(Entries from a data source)
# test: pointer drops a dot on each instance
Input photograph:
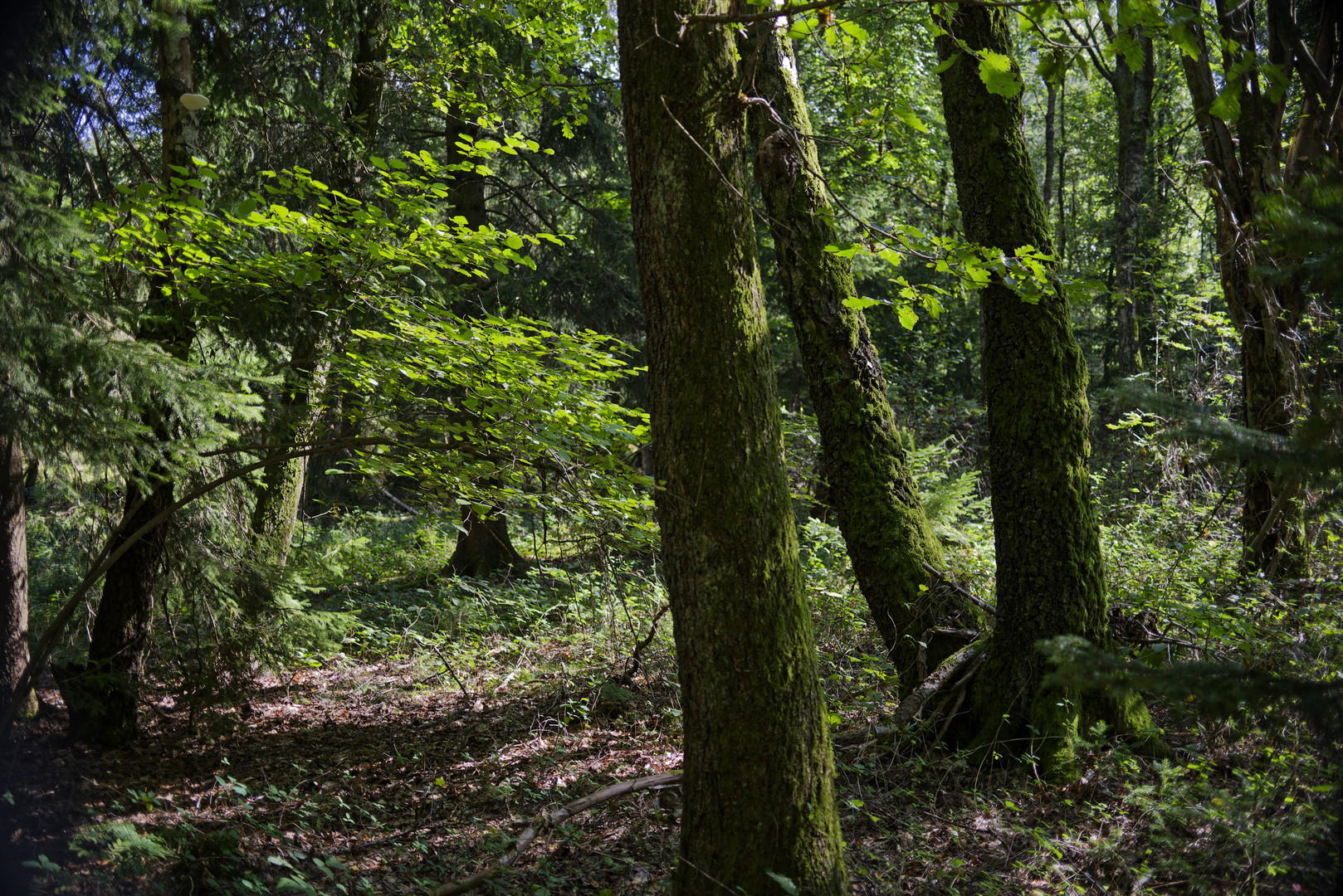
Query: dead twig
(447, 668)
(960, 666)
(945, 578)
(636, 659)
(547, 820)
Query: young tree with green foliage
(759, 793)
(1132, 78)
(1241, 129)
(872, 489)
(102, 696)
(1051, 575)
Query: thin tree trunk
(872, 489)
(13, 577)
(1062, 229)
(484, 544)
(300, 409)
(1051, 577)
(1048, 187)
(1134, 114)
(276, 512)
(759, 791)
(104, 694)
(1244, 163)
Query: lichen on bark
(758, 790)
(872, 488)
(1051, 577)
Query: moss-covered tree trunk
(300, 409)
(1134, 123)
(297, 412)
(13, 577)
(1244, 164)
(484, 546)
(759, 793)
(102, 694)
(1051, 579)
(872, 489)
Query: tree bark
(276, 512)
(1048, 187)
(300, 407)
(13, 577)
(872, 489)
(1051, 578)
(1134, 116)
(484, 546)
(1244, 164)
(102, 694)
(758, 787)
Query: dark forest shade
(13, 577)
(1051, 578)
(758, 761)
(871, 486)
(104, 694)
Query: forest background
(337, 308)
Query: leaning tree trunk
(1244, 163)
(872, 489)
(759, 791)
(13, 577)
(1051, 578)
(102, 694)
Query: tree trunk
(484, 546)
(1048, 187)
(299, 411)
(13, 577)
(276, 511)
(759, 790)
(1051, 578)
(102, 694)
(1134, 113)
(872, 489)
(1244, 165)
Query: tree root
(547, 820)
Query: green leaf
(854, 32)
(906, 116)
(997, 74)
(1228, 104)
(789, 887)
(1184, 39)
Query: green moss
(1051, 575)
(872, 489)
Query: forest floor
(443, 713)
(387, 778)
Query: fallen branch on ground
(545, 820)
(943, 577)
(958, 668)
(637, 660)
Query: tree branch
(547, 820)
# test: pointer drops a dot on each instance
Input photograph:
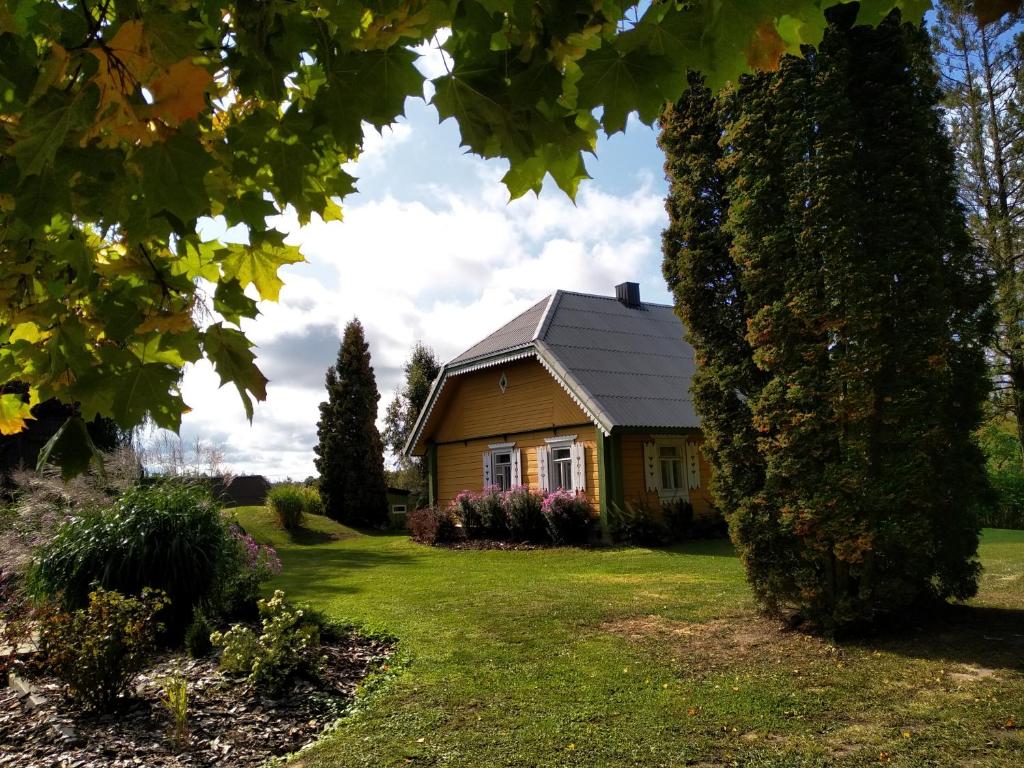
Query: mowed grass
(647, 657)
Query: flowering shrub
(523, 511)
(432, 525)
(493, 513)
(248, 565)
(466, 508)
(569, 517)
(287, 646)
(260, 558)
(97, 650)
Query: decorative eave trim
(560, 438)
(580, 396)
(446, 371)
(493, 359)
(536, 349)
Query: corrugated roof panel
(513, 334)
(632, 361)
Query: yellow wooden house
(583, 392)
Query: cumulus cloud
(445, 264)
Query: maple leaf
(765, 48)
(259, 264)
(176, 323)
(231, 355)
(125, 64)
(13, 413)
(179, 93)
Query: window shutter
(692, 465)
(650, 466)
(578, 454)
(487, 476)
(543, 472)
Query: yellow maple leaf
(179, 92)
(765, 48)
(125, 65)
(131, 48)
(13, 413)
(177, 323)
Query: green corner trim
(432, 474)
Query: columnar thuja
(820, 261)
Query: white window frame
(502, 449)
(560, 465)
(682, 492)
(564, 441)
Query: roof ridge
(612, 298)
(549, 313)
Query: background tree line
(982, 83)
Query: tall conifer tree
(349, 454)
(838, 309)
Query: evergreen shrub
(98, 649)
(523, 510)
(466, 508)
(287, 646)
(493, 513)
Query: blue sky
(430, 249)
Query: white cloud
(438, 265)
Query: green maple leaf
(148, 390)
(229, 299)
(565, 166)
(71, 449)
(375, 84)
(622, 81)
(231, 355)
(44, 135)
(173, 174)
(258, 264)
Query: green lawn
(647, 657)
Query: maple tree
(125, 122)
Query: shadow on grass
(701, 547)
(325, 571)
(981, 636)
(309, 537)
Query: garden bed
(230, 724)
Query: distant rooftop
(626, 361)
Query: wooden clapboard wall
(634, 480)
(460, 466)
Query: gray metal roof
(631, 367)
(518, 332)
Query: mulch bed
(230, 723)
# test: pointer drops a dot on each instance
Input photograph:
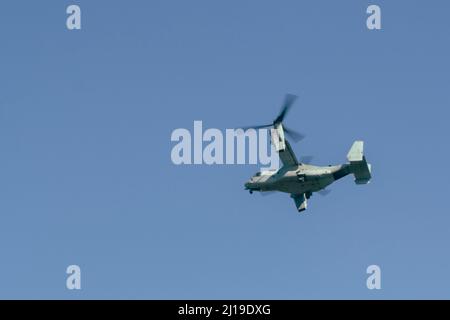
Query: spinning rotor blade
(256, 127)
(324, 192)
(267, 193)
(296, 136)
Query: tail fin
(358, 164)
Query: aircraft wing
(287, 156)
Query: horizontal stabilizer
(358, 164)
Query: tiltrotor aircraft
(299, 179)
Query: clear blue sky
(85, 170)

* * *

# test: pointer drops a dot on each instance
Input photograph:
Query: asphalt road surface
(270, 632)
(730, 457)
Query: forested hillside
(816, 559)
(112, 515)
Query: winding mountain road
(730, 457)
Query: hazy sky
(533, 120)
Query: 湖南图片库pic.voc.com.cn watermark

WHAT YOU ARE ASKED TO DO:
Locate each line in the material that contains the string "trunk" with matching case, and copy those lines.

THE ANSWER:
Query: thin tree trunk
Query: moss-covered tree trunk
Query: leaning tree trunk
Query: tree trunk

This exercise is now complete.